◆ Travail demandé:
• A. Répondez à ces questions d'après la critique du roman :
(i) Avant quel âge Sayaka Kurahashi n'a-t-elle aucun souvenir ?
(ii) Que contient l'enveloppe qu'elle reçoit à la mort de son père ?
(iii) Quelles sont les trois formes littéraires qu'utilise Keigo Higashino ?
• B. Poursuivez la critique du roman à partir de sa dernière phrase.

◆ Extrait:

+++++

25 Février 2021
Quatrième de couverture (écourtée)
Sayaka Kurahashi va mal. Mariée à un homme d'affaires absent, mère d'une fillette de trois ans qu'elle maltraite, elle a déjà tenté de mettre fin à ses jours. Et puis il y a cette étonnante amnésie : elle n'a aucun souvenir avant l'âge de cinq ans. Plus étrange encore, les albums de famille ne renferment aucune photo d'elle au berceau, faisant ses premiers pas... Quand, à la mort de son père, elle reçoit une enveloppe contenant une énigmatique clef à tête de lion et un plan sommaire conduisant à une bâtisse isolée dans les montagnes, elle se dit que la maison recèle peut-être le secret de son mal-être. Elle demande à son ancien petit ami de l'y accompagner.
👉 La quatrième de couverture d'Actes Sud en dévoile un peu trop. Si vous tenez le livre dans vos mains, retenez-vous d'en lire plus que ci-dessus et laissez-vous porter.
Ce récit étrange et obsédant est construit comme un roman d'énigmes dont la chronologie des évènements qui sont révélés peu à peu aux deux protagonistes n'a rien de linéaire. Keigo Higashino utilise trois formes littéraires : la narration classique, le journal intime et le style épistolaire. Parfaitement imbriquées les unes dans les autres, elles donnent du rythme, créent de l'échange, du suspense et même une interactivité ludique.
Le lecteur est totalement impliqué dans l'enquête. Il progresse avec les héros au fur et à mesure des indices dévoilés, se forgeant sa propre idée des faits. Il extrapole et fait travailler sa capacité de déduction, content de repérer les mêmes détails que les personnages, étonné ou surpris quand ce n'est pas le cas, toujours sur le qui-vive, constamment dans l'attente du dénouement.

+++++

◆ Données fournies:
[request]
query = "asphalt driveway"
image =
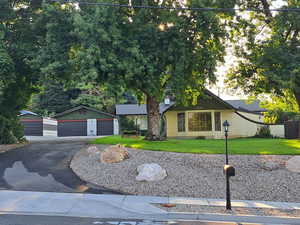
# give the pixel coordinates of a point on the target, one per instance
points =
(43, 167)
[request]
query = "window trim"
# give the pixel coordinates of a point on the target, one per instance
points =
(184, 122)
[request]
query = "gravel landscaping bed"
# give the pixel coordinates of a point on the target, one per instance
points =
(235, 210)
(193, 175)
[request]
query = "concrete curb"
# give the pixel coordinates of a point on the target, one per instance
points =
(123, 206)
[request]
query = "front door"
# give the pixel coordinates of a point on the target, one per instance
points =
(91, 127)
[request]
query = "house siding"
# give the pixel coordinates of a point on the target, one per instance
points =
(239, 127)
(87, 114)
(75, 123)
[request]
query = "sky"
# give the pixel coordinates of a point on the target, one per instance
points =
(220, 88)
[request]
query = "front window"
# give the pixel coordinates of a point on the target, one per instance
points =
(181, 122)
(217, 121)
(200, 121)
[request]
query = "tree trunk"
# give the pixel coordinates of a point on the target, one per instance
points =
(153, 118)
(297, 96)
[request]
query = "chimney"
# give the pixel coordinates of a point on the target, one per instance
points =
(167, 101)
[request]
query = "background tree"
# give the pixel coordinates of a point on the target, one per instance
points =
(17, 80)
(147, 50)
(280, 109)
(268, 50)
(54, 98)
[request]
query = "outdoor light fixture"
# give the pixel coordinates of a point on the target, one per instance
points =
(229, 171)
(226, 126)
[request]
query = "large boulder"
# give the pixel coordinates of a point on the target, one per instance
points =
(150, 172)
(114, 154)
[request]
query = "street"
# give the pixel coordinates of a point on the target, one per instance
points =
(43, 167)
(57, 220)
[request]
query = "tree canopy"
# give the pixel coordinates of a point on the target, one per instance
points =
(17, 78)
(142, 50)
(268, 50)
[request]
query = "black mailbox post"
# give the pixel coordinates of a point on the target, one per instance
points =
(229, 171)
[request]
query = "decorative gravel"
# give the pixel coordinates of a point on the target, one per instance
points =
(235, 210)
(258, 177)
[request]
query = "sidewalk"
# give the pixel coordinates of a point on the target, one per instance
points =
(129, 207)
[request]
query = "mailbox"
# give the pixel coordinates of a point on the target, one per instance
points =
(229, 170)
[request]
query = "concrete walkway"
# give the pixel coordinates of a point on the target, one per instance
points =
(128, 207)
(53, 138)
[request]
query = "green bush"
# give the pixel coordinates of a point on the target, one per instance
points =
(127, 124)
(264, 132)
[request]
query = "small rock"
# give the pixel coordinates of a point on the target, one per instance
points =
(270, 165)
(93, 150)
(150, 172)
(114, 154)
(293, 164)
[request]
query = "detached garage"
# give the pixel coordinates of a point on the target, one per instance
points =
(35, 125)
(32, 122)
(86, 121)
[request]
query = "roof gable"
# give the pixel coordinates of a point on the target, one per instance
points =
(242, 105)
(136, 109)
(80, 108)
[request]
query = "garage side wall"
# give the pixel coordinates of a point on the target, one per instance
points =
(33, 125)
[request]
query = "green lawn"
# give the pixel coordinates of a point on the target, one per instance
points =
(236, 146)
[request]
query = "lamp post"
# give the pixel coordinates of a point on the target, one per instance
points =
(229, 171)
(226, 126)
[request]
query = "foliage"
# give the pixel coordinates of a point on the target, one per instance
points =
(267, 46)
(101, 98)
(249, 146)
(17, 80)
(53, 99)
(127, 124)
(142, 50)
(263, 132)
(280, 109)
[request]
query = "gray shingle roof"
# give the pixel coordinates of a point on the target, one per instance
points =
(25, 112)
(243, 106)
(135, 109)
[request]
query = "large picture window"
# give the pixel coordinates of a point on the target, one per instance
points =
(200, 121)
(217, 121)
(181, 122)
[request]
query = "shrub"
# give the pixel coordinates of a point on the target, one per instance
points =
(127, 124)
(264, 132)
(11, 131)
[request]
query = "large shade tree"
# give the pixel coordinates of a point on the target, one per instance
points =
(143, 50)
(268, 49)
(17, 79)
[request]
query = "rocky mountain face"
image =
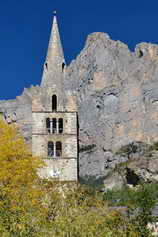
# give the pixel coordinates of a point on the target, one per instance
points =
(117, 96)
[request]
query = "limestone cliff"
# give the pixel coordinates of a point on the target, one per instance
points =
(117, 96)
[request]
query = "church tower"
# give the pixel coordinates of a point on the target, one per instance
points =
(54, 117)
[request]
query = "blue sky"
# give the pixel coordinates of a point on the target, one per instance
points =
(25, 28)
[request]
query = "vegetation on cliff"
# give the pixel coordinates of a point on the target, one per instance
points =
(33, 207)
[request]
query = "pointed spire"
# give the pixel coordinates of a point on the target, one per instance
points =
(55, 56)
(55, 47)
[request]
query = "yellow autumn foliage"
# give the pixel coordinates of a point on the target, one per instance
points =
(31, 207)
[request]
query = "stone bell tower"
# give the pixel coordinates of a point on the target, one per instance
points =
(54, 117)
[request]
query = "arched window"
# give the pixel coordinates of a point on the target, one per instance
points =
(54, 103)
(48, 124)
(50, 149)
(54, 125)
(58, 149)
(60, 122)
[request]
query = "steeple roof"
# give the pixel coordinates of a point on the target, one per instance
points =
(55, 50)
(55, 61)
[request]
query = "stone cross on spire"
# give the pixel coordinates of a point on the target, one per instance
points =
(55, 57)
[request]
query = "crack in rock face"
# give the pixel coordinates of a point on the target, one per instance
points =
(117, 99)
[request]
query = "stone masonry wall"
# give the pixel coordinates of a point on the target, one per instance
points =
(117, 99)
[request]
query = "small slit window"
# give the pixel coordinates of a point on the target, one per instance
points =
(63, 66)
(60, 123)
(48, 124)
(58, 149)
(54, 103)
(54, 125)
(51, 149)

+++++

◆ Réponses:
• A.
(i) Avant l'âge de cinq ans.
(ii) Une énigmatique clef à tête de lion et un plan sommaire conduisant à une bâtisse isolée dans les montagnes.
(iii) La narration classique, le journal intime et le style épistolaire.

• B.
L'autre point fort de ce polar japonais, c''est évidement le contexte psychologique du récit que l'on devine très grave mais qui, à aucun moment, ne bascule dans le sordide ou le glauque. Il y a une certaine froideur face à des situations émotionnellement fortes, pourtant cela ne déclenche pas l'animosité, la frayeur, le jugement et encore moins l'indifférence. En progressant dans l'histoire, on est, paradoxalement au style ludique qui nous implique, spectateurs d'une remise en question des plus constructives. On acquiert vite le recul nécessaire pour chercher à comprendre plutôt que de juger. Et la forme que l'auteur s'impose force le dialogue et la réflexion.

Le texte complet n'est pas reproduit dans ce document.